*Task description*:
Can you lay out the records as a JSON list of strings, from the start of the records up to and including the line with "37L859 44L827 50L815", with one string per line, no blank lines, and the pictures left out?

*Records for the task*:
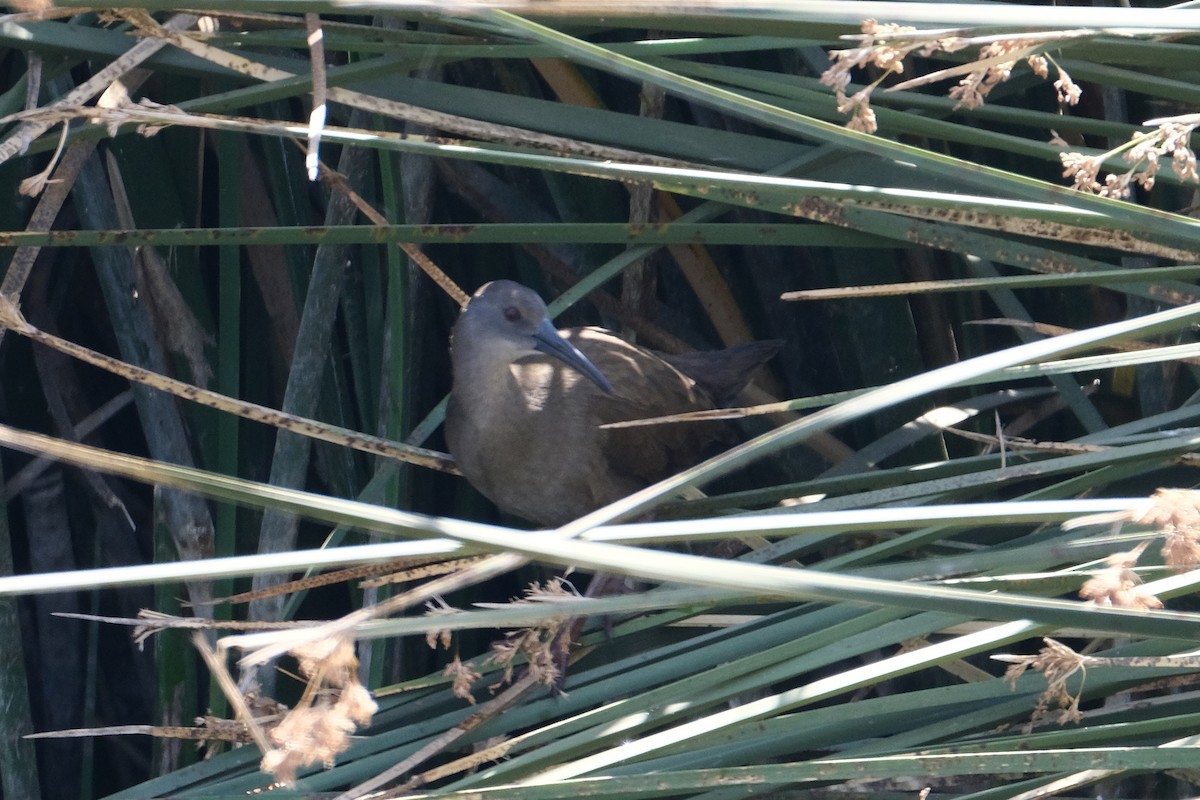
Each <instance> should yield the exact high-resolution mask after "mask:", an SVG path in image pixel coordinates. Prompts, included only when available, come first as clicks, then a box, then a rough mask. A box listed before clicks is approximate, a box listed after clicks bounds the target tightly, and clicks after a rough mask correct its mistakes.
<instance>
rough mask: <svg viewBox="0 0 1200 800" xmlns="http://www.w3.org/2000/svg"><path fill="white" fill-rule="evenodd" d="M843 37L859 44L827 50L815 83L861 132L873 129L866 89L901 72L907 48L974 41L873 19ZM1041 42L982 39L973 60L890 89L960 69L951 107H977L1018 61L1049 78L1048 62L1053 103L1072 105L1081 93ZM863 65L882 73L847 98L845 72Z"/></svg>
mask: <svg viewBox="0 0 1200 800" xmlns="http://www.w3.org/2000/svg"><path fill="white" fill-rule="evenodd" d="M846 38H857V40H858V41H859V47H854V48H850V49H845V50H833V52H832V53H829V58H830V59H832V60H833V65H832V66H830V67H829V68H828V70H826V72H824V73H823V74H822V76H821V83H823V84H826V85H827V86H832V88H833V90H834V95H835V96H836V98H838V113H839V114H850V115H851V119H850V121H848V122H847V124H846V127H848V128H851V130H853V131H863V132H865V133H874V132H875V131H876V130H877V127H878V126H877V122H876V119H875V112H874V110H872V109H871V107H870V96H871V92H872V91H874V90H875V88H876V86H878V85H880V84H881V83H882V82H883V79H884V78H887V77H888V76H893V74H901V73H902V72H904V60H905V58H907V56H908V55H910V54H911V53H913V52H916V53H917V54H918V55H922V56H929V55H932V54H935V53H954V52H956V50H961V49H964V48H966V47H968V46H971V44H972V43H974V42H973V41H972V40H968V38H964V37H961V36H946V35H942V36H935V35H929V36H922V35H920V32H919V31H917V29H916V28H907V26H902V25H892V24H881V23H877V22H876V20H874V19H868V20H864V22H863V32H862V35H859V36H856V37H846ZM1046 44H1048V43H1046V42H1045V41H1037V40H1030V38H1020V40H1018V38H1012V40H1007V38H1006V40H991V41H986V42H984V43H982V46H980V48H979V59H978V60H977V61H973V62H971V64H968V65H965V66H962V67H956V68H952V70H946V71H942V72H936V73H932V74H930V76H925V77H924V78H914V79H912V80H908V82H906V83H905V84H902V85H901V86H894V89H900V88H907V86H917V85H920V84H924V83H931V82H934V80H940V79H942V78H943V77H950V76H952V74H955V76H956V74H964V72H965V73H966V74H965V77H964V78H962V79H961V80H959V83H958V85H956V86H954V88H953V89H950V92H949V96H950V97H952V98H954V100H956V101H958V104H956V106H955V107H954V108H955V109H958V108H961V107H964V106H965V107H966V108H978V107H980V106H983V104H984V102H985V98H986V97H988V95H989V94H990V92H991V90H992V89H995V88H996V86H997V85H1000V84H1002V83H1003V82H1006V80H1008V79H1009V77H1010V76H1012V73H1013V67H1014V66H1015V65H1016V62H1018V61H1020V60H1021V59H1024V60H1025V61H1026V62H1027V64H1028V66H1030V68H1031V70H1032V71H1033V73H1034V74H1037V76H1038V77H1042V78H1049V77H1050V65H1051V64H1052V65H1054V67H1055V70H1056V71H1057V72H1058V79H1057V80H1055V84H1054V85H1055V89H1056V90H1057V92H1058V102H1060V103H1062V104H1064V106H1074V104H1075V103H1078V102H1079V98H1080V95H1081V94H1082V92H1081V90H1080V88H1079V85H1078V84H1076V83H1075V82H1074V80H1072V79H1070V76H1069V74H1067V72H1066V70H1063V68H1062V67H1061V66H1060V65H1058V64H1057V62H1056V61H1054V59H1051V58H1050V56H1049V55H1046V54H1045V53H1043V52H1042V50H1044V49H1045V47H1046ZM868 66H874V67H877V68H878V70H881V71H882V74H881V76H880V77H878V78H876V79H875V80H874V82H872V83H871V84H870V85H869V86H868V88H866V89H863V90H860V91H858V92H856V94H854V95H853V96H851V97H847V96H846V88H847V86H848V85H850V73H851V70H853V68H856V67H858V68H863V67H868Z"/></svg>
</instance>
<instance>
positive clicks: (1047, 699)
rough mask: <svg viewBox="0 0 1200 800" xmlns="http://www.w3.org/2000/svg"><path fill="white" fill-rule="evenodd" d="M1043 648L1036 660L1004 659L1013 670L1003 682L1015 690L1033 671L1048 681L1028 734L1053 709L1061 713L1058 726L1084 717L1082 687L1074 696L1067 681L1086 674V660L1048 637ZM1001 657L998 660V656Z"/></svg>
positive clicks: (1006, 657) (1030, 657)
mask: <svg viewBox="0 0 1200 800" xmlns="http://www.w3.org/2000/svg"><path fill="white" fill-rule="evenodd" d="M1042 640H1043V642H1045V645H1046V646H1044V648H1042V650H1040V651H1038V654H1037V655H1036V656H1003V660H1004V661H1009V662H1012V666H1010V667H1009V668H1008V669H1007V670H1004V680H1006V681H1008V685H1009V686H1012V687H1013V688H1016V679H1018V678H1020V676H1021V675H1024V674H1025V670H1026V669H1030V668H1033V669H1034V670H1037V672H1040V673H1042V674H1044V675H1045V678H1046V684H1048V685H1046V691H1045V692H1043V693H1042V696H1040V697H1038V703H1037V705H1036V706H1034V708H1033V716H1032V717H1031V720H1030V723H1028V726H1027V727H1026V732H1028V729H1032V727H1033V724H1034V723H1036V722H1038V721H1040V720H1043V718H1045V717H1046V716H1048V715H1049V714H1050V709H1051V708H1057V709H1058V724H1066V723H1067V722H1075V723H1079V722H1080V720H1082V718H1084V715H1082V714H1081V712H1080V710H1079V696H1080V693H1082V690H1084V687H1082V684H1080V687H1079V691H1078V692H1075V693H1072V692H1069V691H1067V679H1068V678H1070V676H1072V675H1074V674H1075V673H1076V672H1085V673H1086V667H1085V666H1084V657H1082V656H1080V655H1079V654H1078V652H1075V651H1074V650H1072V649H1070V648H1068V646H1067V645H1066V644H1063V643H1062V642H1056V640H1055V639H1051V638H1049V637H1046V638H1044V639H1042ZM997 657H998V656H997Z"/></svg>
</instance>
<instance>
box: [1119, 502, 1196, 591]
mask: <svg viewBox="0 0 1200 800" xmlns="http://www.w3.org/2000/svg"><path fill="white" fill-rule="evenodd" d="M1130 522H1134V523H1136V524H1139V525H1153V527H1154V528H1158V529H1159V530H1160V531H1162V533H1163V536H1164V539H1165V541H1164V542H1163V560H1164V561H1165V563H1166V566H1169V567H1171V569H1172V570H1175V571H1176V572H1187V571H1188V570H1194V569H1195V567H1196V565H1200V492H1196V491H1195V489H1158V491H1157V492H1154V494H1153V495H1151V498H1150V503H1148V504H1147V505H1146V506H1145V507H1142V509H1139V510H1138V512H1135V513H1134V515H1133V516H1132V518H1130Z"/></svg>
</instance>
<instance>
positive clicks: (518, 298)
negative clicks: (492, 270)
mask: <svg viewBox="0 0 1200 800" xmlns="http://www.w3.org/2000/svg"><path fill="white" fill-rule="evenodd" d="M462 323H468V324H469V330H470V331H472V335H474V336H486V337H502V338H504V339H506V341H508V342H510V343H512V344H514V347H515V348H518V349H524V350H538V351H539V353H545V354H546V355H551V356H553V357H556V359H558V360H559V361H562V362H563V363H566V365H568V366H570V367H571V368H572V369H575V371H577V372H580V373H582V374H584V375H587V377H588V378H589V379H590V380H592V381H593V383H594V384H595V385H596V386H599V387H600V389H602V390H605V391H606V392H612V385H611V384H610V383H608V379H607V378H605V377H604V374H602V373H601V372H600V371H599V369H596V367H595V365H594V363H592V362H590V361H588V357H587V356H586V355H583V354H582V353H580V350H578V348H576V347H575V345H574V344H571V343H570V342H568V341H566V339H564V338H563V337H562V336H559V335H558V331H557V330H556V329H554V325H553V324H552V323H551V321H550V315H548V313H547V311H546V303H545V302H542V300H541V297H539V296H538V293H535V291H534V290H533V289H529V288H528V287H523V285H521V284H520V283H515V282H512V281H493V282H491V283H487V284H484V287H481V288H480V289H479V291H476V293H475V296H473V297H472V299H470V302H469V303H468V305H467V309H466V311H463V318H462V320H460V324H462Z"/></svg>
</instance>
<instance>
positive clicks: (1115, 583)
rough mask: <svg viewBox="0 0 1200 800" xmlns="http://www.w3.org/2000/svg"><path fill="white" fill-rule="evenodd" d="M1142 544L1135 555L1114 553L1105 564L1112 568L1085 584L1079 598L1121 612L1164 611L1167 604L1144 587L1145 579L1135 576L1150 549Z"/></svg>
mask: <svg viewBox="0 0 1200 800" xmlns="http://www.w3.org/2000/svg"><path fill="white" fill-rule="evenodd" d="M1146 545H1147V542H1142V543H1141V545H1139V546H1138V547H1135V548H1133V549H1132V551H1124V552H1121V553H1114V554H1112V555H1110V557H1109V558H1108V559H1105V561H1106V563H1108V567H1106V569H1104V570H1102V571H1100V572H1098V573H1096V575H1094V576H1092V577H1091V578H1088V579H1087V582H1086V583H1084V587H1082V588H1081V589H1080V590H1079V596H1080V597H1082V599H1084V600H1091V601H1092V602H1093V603H1096V604H1097V606H1116V607H1117V608H1140V609H1142V610H1145V609H1147V608H1162V607H1163V601H1162V600H1159V599H1158V597H1156V596H1154V595H1153V594H1152V593H1151V591H1148V590H1147V589H1146V588H1145V587H1142V585H1141V578H1139V577H1138V573H1136V572H1134V567H1135V566H1138V558H1139V557H1140V555H1141V553H1142V551H1145V549H1146Z"/></svg>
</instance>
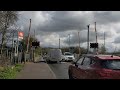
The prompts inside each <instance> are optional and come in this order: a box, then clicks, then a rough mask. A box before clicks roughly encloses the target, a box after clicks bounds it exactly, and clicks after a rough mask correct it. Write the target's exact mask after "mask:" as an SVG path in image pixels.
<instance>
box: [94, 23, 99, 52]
mask: <svg viewBox="0 0 120 90" xmlns="http://www.w3.org/2000/svg"><path fill="white" fill-rule="evenodd" d="M95 33H96V43H98V41H97V30H96V22H95ZM96 51H97V52H98V48H96V49H95V53H96Z"/></svg>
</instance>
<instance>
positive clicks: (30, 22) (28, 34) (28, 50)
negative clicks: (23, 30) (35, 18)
mask: <svg viewBox="0 0 120 90" xmlns="http://www.w3.org/2000/svg"><path fill="white" fill-rule="evenodd" d="M30 29H31V19H30V25H29V31H28V40H27V51H26V54H25V57H26V55H27V56H28V57H30V53H28V52H29V41H30ZM28 61H29V60H28Z"/></svg>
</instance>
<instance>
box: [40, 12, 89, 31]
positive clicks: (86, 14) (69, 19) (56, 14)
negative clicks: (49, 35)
mask: <svg viewBox="0 0 120 90" xmlns="http://www.w3.org/2000/svg"><path fill="white" fill-rule="evenodd" d="M72 13H74V12H68V11H56V12H53V13H52V14H51V15H52V17H51V19H50V21H49V22H48V23H47V24H45V25H43V26H41V27H38V29H39V30H41V31H44V32H61V31H67V30H74V29H80V30H83V29H85V28H86V25H87V24H88V23H89V22H88V20H89V19H88V18H89V14H86V16H82V15H81V16H80V15H78V16H74V15H72Z"/></svg>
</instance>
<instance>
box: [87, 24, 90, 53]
mask: <svg viewBox="0 0 120 90" xmlns="http://www.w3.org/2000/svg"><path fill="white" fill-rule="evenodd" d="M87 27H88V38H87V44H88V45H87V49H88V50H87V53H89V27H90V24H89V25H87Z"/></svg>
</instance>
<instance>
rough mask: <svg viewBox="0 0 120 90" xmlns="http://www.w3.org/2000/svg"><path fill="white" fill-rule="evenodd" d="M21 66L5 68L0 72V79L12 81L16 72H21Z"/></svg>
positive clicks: (16, 72) (8, 67) (16, 66)
mask: <svg viewBox="0 0 120 90" xmlns="http://www.w3.org/2000/svg"><path fill="white" fill-rule="evenodd" d="M22 67H23V65H22V64H16V65H15V66H14V67H5V68H4V69H3V70H2V71H0V79H14V78H15V77H16V75H17V73H18V72H20V71H21V70H22Z"/></svg>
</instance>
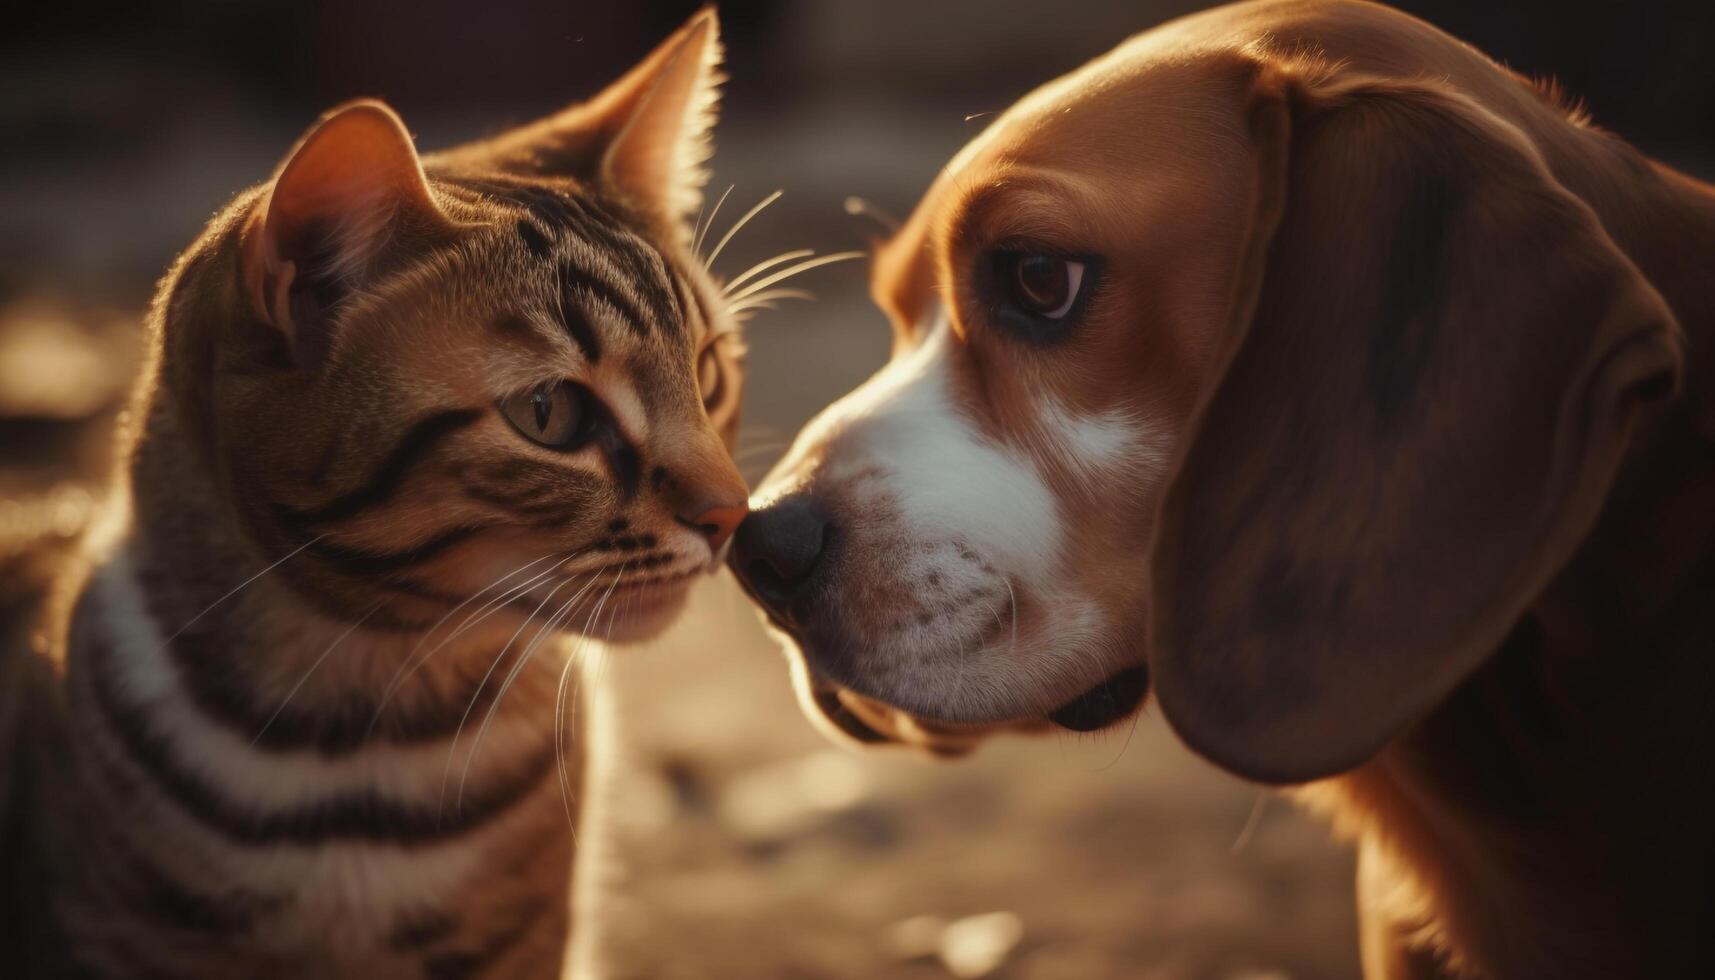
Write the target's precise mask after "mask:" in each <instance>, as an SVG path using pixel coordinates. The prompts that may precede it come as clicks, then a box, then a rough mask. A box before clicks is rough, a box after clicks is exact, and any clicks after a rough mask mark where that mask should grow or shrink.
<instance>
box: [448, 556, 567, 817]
mask: <svg viewBox="0 0 1715 980" xmlns="http://www.w3.org/2000/svg"><path fill="white" fill-rule="evenodd" d="M569 584H571V580H569V578H568V580H566V582H559V584H557V585H554V589H551V590H549V594H547V596H544V597H542V601H540V602H539V604H537V608H535V609H532V611H530V614H528V616H525V621H523V623H518V628H516V630H513V635H511V637H509V638H508V640H506V645H502V647H501V652H499V654H496V656H494V661H492V662H490V664H489V669H487V671H484V673H482V680H478V681H477V690H475V692H472V695H470V704H466V705H465V714H461V716H460V719H458V728H454V729H453V741H451V743H449V745H448V748H446V767H444V769H442V771H441V800H439V803H437V819H439V814H441V812H444V808H446V784H448V781H449V779H451V777H453V759H454V757H456V755H458V740H460V736H463V735H465V724H466V723H468V721H470V712H472V711H475V709H477V702H478V700H482V692H484V688H487V687H489V678H492V676H494V671H496V669H497V668H499V666H501V661H504V659H506V654H508V652H509V650H511V649H513V644H516V642H518V637H520V635H521V633H523V632H525V628H527V626H530V623H532V621H533V620H535V618H537V614H539V613H542V609H544V608H547V604H549V602H551V601H552V599H554V596H556V594H559V590H561V589H564V587H566V585H569Z"/></svg>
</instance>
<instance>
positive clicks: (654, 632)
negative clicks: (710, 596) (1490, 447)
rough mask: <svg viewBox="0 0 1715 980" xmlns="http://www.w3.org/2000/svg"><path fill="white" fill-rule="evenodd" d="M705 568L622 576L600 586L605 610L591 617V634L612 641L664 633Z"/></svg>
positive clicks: (623, 641) (657, 572)
mask: <svg viewBox="0 0 1715 980" xmlns="http://www.w3.org/2000/svg"><path fill="white" fill-rule="evenodd" d="M703 572H707V568H705V566H701V565H698V566H691V568H681V570H676V572H650V573H645V575H633V577H621V578H617V580H609V582H607V584H605V585H602V587H600V592H602V594H605V599H604V601H602V608H597V611H595V614H593V616H592V630H590V632H592V633H595V635H597V637H600V638H604V640H609V642H621V644H623V642H635V640H647V638H650V637H653V635H657V633H660V632H662V630H665V628H667V626H669V625H672V621H674V620H676V618H677V616H679V611H681V609H683V608H684V601H686V596H688V594H689V590H691V584H693V582H696V580H698V578H701V575H703Z"/></svg>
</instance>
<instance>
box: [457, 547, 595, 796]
mask: <svg viewBox="0 0 1715 980" xmlns="http://www.w3.org/2000/svg"><path fill="white" fill-rule="evenodd" d="M590 585H593V580H592V582H590V584H585V585H583V587H581V589H578V590H576V592H573V594H571V599H566V601H564V602H563V604H561V606H559V609H554V614H552V616H549V618H547V620H544V621H542V626H540V628H539V630H537V633H535V637H532V638H530V644H527V645H525V649H523V652H520V654H518V659H516V661H514V662H513V666H511V669H509V671H506V680H504V681H501V690H499V692H496V695H494V700H492V702H489V711H487V714H484V717H482V724H480V726H478V728H477V738H473V740H472V743H470V753H466V755H465V771H463V772H460V776H458V798H456V800H454V803H453V812H454V814H460V812H463V810H465V783H466V781H468V779H470V765H472V764H473V762H475V760H477V753H478V752H480V750H482V736H484V735H487V733H489V726H490V724H494V716H496V714H497V712H499V711H501V702H502V700H506V692H508V690H511V687H513V683H514V681H516V680H518V675H521V673H523V671H525V666H527V664H528V662H530V657H533V656H535V652H537V649H539V647H540V645H542V640H545V638H547V637H549V635H552V633H554V632H556V630H557V628H559V623H561V621H563V620H564V618H566V616H569V609H571V608H573V606H576V602H578V599H581V597H583V594H585V592H588V590H590Z"/></svg>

*Task result*:
[
  "Each <instance> should yield the exact high-resolution mask after \"mask:\", an SVG path in image pixel coordinates. Prompts, included only when available, come first as clicks, then a box, then a rough mask. A box listed before clicks is approximate, a box listed after clicks bounds the target tightly, and clicks after a rough mask correct its mistakes.",
  "<instance>",
  "rough mask: <svg viewBox=\"0 0 1200 800\" xmlns=\"http://www.w3.org/2000/svg\"><path fill=\"white\" fill-rule=\"evenodd\" d=\"M843 37L859 44L827 50L815 83L861 132L873 129L866 89L901 72L907 48L974 41L873 19ZM1041 42L982 39L973 60L890 89L960 69L951 107H977L1018 61L1049 78L1048 62L1053 103L1072 105L1081 93ZM863 65L882 73L847 98L845 72Z\"/></svg>"
]